▶ [Action item] Return everything in the cloning article from "WASHINGTON: A US" down to "and medical research.", copied word for word.

WASHINGTON: A US stem cell expert who lent his name and credibility to South Korean cloning pioneers asked that his name be removed from their landmark scientific paper on Tuesday and questioned whether the work had been falsified.
Dr Gerald Schatten of the University of Pittsburgh asked the journal Science to take his name off a human cloning study published by Woo Suk Hwang and colleagues at Seoul National University in May 2005.
Hwang and colleagues made history in 2004 when they reported they had cloned the first human embryo not to make a baby, but to derive embryonic stem cells for scientific and medical research.
In May 2005 they reported they had cloned cells from people with diseases, to make batches of cells useful for studying those diseases. And in August they cloned the first dog, Snuppy.
The accomplishments put Hwang and South Korea at the forefront of cloning and stem cell research at a time when US politics and a debate over the ethics of cloning humans are limiting efforts.
"My careful re-evaluations of published figures and tables, along with new problematic information, now casts substantial doubts about the paper's accuracy," Schatten said in a letter to Science.
"Over the weekend, I received allegations from someone involved with the experiments that certain elements of the report may be fabricated."
Science said it was declining to remove Schatten's name from the paper. "There is no method for retracting authorship," Science said in a statement.

▶ [Data extract]
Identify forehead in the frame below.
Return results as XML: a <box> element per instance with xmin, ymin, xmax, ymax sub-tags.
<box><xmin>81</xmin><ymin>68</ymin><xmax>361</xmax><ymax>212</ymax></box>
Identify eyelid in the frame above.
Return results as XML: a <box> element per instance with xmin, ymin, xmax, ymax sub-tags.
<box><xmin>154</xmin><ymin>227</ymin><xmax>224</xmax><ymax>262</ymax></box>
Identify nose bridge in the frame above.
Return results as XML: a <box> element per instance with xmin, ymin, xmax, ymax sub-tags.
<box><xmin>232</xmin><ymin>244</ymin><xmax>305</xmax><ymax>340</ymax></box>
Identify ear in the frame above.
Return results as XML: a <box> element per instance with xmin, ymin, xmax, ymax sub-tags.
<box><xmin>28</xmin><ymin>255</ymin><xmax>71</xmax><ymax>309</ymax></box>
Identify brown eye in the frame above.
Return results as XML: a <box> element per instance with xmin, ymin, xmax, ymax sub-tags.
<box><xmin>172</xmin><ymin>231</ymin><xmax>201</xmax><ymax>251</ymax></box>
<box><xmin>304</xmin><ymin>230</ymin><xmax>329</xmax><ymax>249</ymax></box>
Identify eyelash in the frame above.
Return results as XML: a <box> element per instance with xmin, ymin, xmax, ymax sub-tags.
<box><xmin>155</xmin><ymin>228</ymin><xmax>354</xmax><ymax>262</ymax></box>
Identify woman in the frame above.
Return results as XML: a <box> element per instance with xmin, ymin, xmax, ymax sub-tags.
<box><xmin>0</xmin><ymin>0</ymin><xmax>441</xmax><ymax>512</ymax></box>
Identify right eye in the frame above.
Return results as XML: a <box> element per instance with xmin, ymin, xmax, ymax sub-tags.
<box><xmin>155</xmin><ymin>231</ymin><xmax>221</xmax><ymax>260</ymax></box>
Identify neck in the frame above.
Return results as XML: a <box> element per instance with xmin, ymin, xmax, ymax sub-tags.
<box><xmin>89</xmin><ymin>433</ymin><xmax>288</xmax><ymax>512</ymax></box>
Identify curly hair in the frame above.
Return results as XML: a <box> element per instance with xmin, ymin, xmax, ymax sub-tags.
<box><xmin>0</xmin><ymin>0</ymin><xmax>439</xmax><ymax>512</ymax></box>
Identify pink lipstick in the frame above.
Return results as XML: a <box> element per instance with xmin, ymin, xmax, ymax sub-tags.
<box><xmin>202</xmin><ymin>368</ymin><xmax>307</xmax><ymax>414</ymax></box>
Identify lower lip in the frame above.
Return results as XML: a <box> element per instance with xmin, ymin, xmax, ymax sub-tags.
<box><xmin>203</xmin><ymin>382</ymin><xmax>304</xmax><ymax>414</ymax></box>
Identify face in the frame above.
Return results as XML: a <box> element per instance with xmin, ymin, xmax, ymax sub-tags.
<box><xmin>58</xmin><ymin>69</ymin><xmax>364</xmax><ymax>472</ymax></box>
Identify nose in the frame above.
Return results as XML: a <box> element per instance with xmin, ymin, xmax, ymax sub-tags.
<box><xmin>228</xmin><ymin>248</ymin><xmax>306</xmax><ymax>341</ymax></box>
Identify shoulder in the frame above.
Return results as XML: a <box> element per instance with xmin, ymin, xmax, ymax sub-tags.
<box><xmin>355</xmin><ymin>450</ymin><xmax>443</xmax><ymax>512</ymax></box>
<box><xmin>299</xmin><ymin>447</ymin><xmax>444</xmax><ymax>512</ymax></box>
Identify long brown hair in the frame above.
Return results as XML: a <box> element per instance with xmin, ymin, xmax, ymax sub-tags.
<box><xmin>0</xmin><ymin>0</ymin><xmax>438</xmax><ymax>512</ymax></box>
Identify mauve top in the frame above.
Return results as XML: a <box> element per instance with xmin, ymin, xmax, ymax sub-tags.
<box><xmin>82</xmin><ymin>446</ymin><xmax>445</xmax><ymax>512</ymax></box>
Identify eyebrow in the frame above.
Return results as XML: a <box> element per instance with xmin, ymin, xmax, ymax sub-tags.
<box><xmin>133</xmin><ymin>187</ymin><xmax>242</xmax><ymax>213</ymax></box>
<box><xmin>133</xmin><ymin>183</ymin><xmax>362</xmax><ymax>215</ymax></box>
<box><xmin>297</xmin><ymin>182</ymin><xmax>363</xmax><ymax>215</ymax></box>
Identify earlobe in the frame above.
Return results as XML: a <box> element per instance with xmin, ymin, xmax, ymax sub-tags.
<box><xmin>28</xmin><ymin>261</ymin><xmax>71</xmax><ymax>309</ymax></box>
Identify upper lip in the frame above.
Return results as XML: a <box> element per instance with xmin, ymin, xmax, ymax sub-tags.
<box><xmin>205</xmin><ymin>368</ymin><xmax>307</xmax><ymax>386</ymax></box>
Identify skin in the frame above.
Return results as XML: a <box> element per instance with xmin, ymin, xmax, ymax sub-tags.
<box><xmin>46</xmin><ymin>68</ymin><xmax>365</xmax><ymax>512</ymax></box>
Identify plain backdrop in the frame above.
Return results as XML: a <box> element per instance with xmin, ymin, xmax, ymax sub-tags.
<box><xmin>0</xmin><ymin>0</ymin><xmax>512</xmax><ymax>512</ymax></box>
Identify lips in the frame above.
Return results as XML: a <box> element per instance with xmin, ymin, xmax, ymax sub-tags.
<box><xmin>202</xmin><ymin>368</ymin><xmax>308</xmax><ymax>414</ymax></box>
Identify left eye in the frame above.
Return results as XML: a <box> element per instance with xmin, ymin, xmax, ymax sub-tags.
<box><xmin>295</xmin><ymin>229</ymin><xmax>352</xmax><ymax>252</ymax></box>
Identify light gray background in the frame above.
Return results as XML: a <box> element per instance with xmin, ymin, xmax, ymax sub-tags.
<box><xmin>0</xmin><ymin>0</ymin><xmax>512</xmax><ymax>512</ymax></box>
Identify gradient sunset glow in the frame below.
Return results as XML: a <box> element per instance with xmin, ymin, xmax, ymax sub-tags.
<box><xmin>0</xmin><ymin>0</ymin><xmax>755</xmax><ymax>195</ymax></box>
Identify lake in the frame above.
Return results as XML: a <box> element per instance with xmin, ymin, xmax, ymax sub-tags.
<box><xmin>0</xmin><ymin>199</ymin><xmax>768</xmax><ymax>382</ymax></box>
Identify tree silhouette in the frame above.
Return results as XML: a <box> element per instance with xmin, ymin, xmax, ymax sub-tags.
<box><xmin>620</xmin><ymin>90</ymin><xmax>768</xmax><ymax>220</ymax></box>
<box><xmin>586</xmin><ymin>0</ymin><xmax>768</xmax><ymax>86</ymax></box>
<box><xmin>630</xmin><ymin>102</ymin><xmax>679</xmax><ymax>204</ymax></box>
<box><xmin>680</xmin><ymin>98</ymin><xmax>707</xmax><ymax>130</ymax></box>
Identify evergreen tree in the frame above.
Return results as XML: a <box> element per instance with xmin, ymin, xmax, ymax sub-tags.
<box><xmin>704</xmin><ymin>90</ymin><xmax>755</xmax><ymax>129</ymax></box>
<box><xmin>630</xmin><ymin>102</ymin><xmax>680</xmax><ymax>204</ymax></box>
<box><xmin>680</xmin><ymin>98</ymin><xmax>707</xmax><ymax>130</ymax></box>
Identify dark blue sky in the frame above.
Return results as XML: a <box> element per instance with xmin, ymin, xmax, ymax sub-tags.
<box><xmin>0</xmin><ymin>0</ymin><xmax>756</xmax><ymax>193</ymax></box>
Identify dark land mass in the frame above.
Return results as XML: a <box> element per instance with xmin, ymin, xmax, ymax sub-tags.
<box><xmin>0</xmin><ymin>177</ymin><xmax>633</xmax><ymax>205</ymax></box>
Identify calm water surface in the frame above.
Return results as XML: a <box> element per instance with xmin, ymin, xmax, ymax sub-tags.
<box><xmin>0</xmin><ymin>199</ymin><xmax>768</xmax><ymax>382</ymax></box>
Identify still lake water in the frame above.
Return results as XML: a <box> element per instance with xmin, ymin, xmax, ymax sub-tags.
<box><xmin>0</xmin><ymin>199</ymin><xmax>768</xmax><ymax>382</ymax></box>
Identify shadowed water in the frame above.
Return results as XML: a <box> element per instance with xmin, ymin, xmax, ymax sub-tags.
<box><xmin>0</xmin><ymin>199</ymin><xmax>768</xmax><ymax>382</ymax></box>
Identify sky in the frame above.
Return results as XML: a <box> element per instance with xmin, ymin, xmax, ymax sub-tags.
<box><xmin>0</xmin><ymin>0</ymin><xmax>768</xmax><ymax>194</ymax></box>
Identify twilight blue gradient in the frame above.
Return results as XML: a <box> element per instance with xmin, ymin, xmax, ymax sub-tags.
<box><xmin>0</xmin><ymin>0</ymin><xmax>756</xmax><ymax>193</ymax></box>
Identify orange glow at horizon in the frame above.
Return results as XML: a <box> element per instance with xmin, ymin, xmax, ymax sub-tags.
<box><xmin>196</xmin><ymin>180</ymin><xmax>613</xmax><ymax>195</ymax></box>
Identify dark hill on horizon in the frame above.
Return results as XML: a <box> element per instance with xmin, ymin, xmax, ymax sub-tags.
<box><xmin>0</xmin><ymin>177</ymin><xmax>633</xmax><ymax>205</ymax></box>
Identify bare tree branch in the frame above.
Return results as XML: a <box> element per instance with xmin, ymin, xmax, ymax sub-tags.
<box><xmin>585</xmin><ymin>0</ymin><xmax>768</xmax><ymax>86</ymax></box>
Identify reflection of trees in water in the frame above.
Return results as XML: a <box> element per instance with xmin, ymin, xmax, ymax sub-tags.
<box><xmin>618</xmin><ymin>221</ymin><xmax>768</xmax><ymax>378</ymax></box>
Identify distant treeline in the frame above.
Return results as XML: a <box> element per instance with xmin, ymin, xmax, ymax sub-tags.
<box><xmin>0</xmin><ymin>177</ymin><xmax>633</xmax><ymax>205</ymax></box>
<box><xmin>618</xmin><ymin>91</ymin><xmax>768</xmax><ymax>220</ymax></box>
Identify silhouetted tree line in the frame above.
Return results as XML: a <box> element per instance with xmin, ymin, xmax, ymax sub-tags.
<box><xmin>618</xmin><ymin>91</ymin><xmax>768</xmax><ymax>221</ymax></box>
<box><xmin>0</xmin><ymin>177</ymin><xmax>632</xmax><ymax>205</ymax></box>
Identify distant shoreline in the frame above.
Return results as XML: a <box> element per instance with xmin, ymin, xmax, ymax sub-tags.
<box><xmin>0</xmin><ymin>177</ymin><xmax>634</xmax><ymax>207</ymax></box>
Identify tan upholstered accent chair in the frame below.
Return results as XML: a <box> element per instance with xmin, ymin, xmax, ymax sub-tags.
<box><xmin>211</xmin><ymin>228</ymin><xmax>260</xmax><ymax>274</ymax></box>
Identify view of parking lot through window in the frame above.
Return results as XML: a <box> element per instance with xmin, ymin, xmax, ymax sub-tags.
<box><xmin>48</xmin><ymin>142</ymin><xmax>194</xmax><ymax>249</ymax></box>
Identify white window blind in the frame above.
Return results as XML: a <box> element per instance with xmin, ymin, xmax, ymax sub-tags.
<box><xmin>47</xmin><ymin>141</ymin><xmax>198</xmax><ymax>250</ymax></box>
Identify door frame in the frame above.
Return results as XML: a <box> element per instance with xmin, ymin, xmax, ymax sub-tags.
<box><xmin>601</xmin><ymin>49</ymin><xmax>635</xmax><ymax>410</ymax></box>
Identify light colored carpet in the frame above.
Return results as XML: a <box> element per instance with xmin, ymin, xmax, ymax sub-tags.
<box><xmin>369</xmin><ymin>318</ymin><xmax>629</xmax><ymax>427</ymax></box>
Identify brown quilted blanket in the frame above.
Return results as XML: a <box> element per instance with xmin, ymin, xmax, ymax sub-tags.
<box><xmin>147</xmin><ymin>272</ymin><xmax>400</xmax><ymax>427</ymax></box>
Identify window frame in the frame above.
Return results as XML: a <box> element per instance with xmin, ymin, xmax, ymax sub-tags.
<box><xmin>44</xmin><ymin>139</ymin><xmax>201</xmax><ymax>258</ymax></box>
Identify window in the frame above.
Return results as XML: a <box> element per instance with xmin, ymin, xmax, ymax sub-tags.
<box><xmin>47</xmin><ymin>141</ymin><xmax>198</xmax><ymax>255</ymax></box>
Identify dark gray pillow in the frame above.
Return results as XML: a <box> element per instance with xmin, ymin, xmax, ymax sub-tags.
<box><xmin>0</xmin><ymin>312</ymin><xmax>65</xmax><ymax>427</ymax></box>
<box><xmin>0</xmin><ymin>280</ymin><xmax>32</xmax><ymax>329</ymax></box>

▶ [Answer section]
WASHINGTON: A US stem cell expert who lent his name and credibility to South Korean cloning pioneers asked that his name be removed from their landmark scientific paper on Tuesday and questioned whether the work had been falsified.
Dr Gerald Schatten of the University of Pittsburgh asked the journal Science to take his name off a human cloning study published by Woo Suk Hwang and colleagues at Seoul National University in May 2005.
Hwang and colleagues made history in 2004 when they reported they had cloned the first human embryo not to make a baby, but to derive embryonic stem cells for scientific and medical research.